● **SELECTED EXCERPT**:
*** Begin section ***

My argument? This isn't my argument. I'm not smart enough to invent this concept.

You ever heard of a guy named Donald Knuth? The guy who basically turned programming and algorithms into a science? Wrote the books "The Art of Computer Programming"? Well he invented something called literate programming:

https://en.wikipedia.org/wiki/Literate_programming

Take a look because in Literate programming people create "macros" and name those Macros after Entire essays or paragraphs. Donald does not restrict the "naming" of macros into pathetic little snippets of poetic words. His mind does not restrict what you can "name" something, not like your mind.

Don't let the word "macro" confuse your brain... macros are the same thing as functions, just a bit more advanced. The primary difference is that functions are resolved at run time, Macros are resolved pre-compile time.

This is my point.

You're not trying to debate my argument. You're debating an entire style of programming created by Donald Knuth.

I deliberately hid the official name of this technique because dropping the name Donald Knuth would just get people to agree with his reputation rather then reason and logic behind his thinking. Given that reason and logic doesn't work with you I think a name drop is relevant here.

It's not my sophism. It's Donald Knuth. Good luck trying to resolve your sophism with a concept invented by Donald Knuth.

simo7 · on Dec 20, 2020

> They actually do serve the same purpose. The purpose is communication

You just said that a name, definition, question and assertion all serve the same purpose and can be used interchangeably...I mean what else can I say?

Exactly.

It was a nice exchange nonetheless but at this point it really looks like you hit a dead end.

Geminidog · on Dec 21, 2020

>You just said that a name, definition, question and assertion all serve the same purpose and can be used interchangeably...I mean what else can I say?

They can be used interchangeably similar to how people can choose to be wrong, right, stupid or smart. The ability to interchange techniques is irrelevant to my point. I am simply responding to a misguided concept stated by you.

A longer phrase can be used interchangeably with a shorter name. The longer phrase is superior to your misguided opinion on using shorter and as a result uninformative names. Donald Knuth agrees.

I am saying your way is the categorically wrong and worse way. You can't respond to this because you got nothing left to say. You're tongue tied.

>Exactly

Yeah you're exactly wrong.

>It was a nice exchange nonetheless but at this point it really looks like you hit a dead end.

Literally I have reams and reams of evidence, deconstructing each of your points and tearing apart every statement you made. You only have the capacity to respond to one teeny tiny snippet of what I wrote and your response is still misguided.

I'm sorry, but the dead end is you.

throwaway201103 · on Dec 19, 2020

The argument is that at some point the length of the name is detrimental to readability, in the same way that a run-on sentence is detrimental to the readability of prose. I thought it was quite clear and your 16 paragraph response didn't touch on that at all. Or if you did, it was lost in the noise.

*** End section ***

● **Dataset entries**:

*** Begin section ***

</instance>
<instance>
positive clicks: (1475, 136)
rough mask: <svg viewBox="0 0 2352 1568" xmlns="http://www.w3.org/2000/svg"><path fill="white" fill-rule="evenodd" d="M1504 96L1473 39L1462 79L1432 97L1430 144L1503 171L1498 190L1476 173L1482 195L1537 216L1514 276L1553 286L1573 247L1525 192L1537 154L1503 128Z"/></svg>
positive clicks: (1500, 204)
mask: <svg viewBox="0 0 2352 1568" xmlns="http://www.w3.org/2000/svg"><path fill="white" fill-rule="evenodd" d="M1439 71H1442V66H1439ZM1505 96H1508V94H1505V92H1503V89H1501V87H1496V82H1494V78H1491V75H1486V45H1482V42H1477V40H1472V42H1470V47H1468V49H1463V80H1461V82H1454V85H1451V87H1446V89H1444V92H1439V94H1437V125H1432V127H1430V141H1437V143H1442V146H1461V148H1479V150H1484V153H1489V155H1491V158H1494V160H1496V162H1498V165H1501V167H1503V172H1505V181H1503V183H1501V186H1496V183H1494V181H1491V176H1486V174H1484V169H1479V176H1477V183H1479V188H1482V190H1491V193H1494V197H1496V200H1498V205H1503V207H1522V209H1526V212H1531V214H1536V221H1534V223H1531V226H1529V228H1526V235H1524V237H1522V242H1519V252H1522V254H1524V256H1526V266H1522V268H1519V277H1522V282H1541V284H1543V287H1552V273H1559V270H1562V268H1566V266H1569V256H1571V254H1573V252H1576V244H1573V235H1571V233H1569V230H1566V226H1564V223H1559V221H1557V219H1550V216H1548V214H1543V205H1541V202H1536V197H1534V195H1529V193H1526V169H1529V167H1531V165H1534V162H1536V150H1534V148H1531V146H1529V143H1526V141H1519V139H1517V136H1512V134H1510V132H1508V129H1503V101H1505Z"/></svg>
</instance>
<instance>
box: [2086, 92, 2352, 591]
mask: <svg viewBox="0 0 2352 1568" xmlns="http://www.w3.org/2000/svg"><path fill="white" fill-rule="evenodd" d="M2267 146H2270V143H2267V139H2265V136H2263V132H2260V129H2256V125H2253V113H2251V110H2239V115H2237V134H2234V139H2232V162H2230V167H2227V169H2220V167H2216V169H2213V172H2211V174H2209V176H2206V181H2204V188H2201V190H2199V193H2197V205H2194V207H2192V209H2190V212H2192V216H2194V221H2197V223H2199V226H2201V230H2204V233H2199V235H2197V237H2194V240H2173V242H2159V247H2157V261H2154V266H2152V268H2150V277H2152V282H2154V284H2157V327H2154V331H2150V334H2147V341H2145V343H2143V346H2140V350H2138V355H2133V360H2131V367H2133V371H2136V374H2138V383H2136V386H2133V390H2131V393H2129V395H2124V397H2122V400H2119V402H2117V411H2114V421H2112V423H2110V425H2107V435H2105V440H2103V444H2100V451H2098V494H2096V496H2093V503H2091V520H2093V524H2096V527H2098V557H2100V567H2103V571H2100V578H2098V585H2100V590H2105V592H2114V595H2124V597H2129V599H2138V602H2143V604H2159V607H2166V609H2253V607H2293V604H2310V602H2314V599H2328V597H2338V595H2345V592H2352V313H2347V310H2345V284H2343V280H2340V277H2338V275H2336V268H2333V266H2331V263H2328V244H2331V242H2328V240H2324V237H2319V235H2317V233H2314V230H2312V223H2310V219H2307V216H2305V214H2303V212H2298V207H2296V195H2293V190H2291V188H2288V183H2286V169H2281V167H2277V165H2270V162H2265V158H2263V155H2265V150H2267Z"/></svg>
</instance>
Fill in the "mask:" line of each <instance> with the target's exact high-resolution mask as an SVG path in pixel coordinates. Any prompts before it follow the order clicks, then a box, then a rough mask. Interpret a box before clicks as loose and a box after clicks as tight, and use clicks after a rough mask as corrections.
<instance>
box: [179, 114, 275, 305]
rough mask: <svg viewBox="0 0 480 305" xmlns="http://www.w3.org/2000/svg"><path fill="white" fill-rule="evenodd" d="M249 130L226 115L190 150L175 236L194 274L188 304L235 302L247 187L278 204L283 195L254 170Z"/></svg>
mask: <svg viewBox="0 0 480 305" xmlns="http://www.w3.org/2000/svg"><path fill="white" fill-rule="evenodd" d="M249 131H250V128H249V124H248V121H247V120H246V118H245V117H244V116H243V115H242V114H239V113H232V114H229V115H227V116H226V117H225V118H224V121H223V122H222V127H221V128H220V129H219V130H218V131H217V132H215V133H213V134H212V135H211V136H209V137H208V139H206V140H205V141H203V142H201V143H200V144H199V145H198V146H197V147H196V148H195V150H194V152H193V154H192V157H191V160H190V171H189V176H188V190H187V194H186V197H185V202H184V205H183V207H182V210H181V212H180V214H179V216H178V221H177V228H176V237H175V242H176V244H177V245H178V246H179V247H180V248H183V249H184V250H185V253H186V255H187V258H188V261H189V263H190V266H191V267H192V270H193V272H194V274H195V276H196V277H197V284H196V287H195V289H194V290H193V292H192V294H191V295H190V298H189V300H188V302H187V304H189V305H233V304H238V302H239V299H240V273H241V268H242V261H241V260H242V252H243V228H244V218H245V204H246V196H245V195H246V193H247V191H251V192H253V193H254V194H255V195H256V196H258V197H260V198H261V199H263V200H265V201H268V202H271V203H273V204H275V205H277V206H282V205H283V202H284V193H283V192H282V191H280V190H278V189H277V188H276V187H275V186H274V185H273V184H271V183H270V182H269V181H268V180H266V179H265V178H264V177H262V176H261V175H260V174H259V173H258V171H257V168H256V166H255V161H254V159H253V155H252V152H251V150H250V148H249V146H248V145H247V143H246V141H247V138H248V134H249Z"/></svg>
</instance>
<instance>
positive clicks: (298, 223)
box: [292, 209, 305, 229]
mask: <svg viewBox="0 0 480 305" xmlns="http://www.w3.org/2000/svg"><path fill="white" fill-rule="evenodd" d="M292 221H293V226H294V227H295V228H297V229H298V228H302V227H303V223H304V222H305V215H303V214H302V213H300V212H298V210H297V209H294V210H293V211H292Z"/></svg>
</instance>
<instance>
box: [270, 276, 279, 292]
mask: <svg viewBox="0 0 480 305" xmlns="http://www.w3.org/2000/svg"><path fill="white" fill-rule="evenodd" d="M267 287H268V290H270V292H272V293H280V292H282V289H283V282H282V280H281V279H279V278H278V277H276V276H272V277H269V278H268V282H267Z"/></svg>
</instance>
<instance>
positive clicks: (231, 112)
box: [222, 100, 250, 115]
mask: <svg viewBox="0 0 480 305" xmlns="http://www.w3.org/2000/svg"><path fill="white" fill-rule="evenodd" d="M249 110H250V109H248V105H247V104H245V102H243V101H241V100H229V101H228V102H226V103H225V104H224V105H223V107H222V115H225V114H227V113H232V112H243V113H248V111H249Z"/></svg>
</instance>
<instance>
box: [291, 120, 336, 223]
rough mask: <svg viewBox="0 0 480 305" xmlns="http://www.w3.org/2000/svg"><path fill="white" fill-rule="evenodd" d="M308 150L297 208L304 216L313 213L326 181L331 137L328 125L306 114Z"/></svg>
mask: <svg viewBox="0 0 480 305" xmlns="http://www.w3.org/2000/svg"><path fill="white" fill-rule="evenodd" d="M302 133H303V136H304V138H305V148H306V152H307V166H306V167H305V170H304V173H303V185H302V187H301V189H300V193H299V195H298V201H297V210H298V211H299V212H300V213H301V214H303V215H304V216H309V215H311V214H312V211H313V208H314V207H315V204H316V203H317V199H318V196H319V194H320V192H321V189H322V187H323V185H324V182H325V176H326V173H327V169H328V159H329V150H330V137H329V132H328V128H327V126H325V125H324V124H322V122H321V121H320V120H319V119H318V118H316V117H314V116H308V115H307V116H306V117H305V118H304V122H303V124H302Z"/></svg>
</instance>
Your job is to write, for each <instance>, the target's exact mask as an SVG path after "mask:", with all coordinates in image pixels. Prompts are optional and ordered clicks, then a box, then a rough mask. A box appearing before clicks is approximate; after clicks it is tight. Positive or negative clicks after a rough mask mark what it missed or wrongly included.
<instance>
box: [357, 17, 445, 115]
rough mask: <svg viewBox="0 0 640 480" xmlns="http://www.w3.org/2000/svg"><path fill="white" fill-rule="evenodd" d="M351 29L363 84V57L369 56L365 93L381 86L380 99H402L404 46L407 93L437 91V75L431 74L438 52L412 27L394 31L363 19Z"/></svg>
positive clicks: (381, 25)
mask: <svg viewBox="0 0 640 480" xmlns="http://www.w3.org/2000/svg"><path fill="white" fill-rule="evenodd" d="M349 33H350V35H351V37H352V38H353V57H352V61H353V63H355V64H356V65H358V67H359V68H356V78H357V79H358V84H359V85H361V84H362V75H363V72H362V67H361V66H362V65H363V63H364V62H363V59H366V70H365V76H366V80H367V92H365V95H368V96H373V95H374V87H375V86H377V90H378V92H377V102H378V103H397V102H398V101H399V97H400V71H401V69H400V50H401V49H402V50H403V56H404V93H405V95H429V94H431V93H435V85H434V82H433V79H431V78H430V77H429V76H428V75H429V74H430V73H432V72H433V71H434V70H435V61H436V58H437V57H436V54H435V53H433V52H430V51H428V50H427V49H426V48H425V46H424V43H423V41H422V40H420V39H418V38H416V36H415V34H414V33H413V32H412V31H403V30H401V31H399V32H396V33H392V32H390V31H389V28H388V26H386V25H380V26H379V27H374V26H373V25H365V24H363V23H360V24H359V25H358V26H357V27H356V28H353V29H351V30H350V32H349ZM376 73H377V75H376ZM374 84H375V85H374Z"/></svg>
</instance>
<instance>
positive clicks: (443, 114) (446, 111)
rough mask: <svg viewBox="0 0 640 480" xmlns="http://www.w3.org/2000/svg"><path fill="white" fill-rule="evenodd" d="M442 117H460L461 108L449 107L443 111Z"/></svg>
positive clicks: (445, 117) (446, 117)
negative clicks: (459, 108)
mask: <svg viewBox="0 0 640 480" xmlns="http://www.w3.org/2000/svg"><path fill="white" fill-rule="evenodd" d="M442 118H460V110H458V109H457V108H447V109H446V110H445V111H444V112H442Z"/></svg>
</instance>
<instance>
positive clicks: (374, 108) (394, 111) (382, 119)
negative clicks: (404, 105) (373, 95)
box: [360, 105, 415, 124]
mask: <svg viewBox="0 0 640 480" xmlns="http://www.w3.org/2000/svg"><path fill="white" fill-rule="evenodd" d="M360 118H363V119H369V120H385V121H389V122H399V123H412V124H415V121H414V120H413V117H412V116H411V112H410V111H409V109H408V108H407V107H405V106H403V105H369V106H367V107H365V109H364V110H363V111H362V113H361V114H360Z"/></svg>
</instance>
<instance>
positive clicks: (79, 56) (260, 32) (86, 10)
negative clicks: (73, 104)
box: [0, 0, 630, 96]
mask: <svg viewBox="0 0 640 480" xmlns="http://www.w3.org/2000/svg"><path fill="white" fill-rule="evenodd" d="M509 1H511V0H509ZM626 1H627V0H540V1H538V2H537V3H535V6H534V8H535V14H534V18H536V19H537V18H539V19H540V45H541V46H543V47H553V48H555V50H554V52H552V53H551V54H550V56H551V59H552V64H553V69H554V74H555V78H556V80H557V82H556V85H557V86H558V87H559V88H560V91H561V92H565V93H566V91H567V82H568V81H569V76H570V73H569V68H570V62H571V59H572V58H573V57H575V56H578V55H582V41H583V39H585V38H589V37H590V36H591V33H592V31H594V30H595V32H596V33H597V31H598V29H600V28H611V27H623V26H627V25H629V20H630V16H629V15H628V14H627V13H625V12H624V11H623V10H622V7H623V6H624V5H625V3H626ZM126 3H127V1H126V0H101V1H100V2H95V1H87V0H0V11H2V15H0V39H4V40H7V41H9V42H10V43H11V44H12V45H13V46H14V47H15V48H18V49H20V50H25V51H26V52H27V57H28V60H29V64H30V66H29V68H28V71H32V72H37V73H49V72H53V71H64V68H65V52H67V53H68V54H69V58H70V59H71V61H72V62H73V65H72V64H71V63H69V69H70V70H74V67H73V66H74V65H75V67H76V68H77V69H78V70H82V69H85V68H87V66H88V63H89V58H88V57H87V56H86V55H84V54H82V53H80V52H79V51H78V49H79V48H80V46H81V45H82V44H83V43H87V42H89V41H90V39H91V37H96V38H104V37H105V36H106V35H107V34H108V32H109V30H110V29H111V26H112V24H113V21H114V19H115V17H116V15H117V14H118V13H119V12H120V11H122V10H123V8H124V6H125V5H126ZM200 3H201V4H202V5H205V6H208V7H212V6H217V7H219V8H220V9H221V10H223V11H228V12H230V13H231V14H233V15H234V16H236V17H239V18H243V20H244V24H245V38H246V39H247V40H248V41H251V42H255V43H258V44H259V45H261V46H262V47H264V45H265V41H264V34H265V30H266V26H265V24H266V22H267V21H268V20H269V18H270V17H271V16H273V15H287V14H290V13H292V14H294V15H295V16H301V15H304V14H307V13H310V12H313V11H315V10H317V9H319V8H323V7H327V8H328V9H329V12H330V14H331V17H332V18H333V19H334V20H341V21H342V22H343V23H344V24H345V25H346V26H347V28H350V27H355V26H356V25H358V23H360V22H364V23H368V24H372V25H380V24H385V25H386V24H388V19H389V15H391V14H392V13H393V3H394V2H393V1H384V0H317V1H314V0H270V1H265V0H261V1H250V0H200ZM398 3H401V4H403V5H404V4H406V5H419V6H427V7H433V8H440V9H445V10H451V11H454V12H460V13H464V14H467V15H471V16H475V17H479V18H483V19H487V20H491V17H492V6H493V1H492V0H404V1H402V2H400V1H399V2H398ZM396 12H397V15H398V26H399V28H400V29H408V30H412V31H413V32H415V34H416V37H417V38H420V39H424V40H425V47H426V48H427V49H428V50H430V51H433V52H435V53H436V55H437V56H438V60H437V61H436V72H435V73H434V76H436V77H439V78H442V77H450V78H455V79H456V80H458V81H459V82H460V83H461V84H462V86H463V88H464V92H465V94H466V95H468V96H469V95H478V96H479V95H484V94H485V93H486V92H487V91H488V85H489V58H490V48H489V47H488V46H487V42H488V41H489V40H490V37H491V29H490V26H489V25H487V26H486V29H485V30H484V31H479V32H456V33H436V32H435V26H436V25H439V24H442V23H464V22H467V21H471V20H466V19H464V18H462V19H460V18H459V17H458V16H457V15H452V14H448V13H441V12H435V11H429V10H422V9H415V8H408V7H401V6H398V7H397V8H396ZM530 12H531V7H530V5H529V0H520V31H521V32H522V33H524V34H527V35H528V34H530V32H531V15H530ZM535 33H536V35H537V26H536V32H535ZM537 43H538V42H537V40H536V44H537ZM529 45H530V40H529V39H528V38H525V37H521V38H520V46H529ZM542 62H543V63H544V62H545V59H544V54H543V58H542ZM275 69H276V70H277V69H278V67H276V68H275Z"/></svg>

*** End section ***

● **REQUIRED ACTIONS**:
(a) Using the forum thread on literate programming, decide whether each statement agrees with it. Answer yes or no for each, and quote the deciding words. (i) The thread says macros are resolved at run time. (ii) One poster says they deliberately hid the official name of the technique. (iii) The post by simo7 is dated Dec 21, 2020.
(b) Translate this sentence from the forum thread on literate programming into Spanish: "The argument is that at some point the length of the name is detrimental to readability, in the same way that a run-on sentence is detrimental to the readability of prose."
(c) List every username shown in the forum thread on literate programming, each with the date that appears beside it.

● **TASK RESULTS**:
(a)
(i) No: "functions are resolved at run time, Macros are resolved pre-compile time."
(ii) Yes: "I deliberately hid the official name of this technique"
(iii) No: "simo7 · on Dec 20, 2020"

(b) El argumento es que, a partir de cierto punto, la longitud del nombre perjudica la legibilidad, del mismo modo que una oración interminable perjudica la legibilidad de la prosa.

(c)
- simo7: Dec 20, 2020
- Geminidog: Dec 21, 2020
- throwaway201103: Dec 19, 2020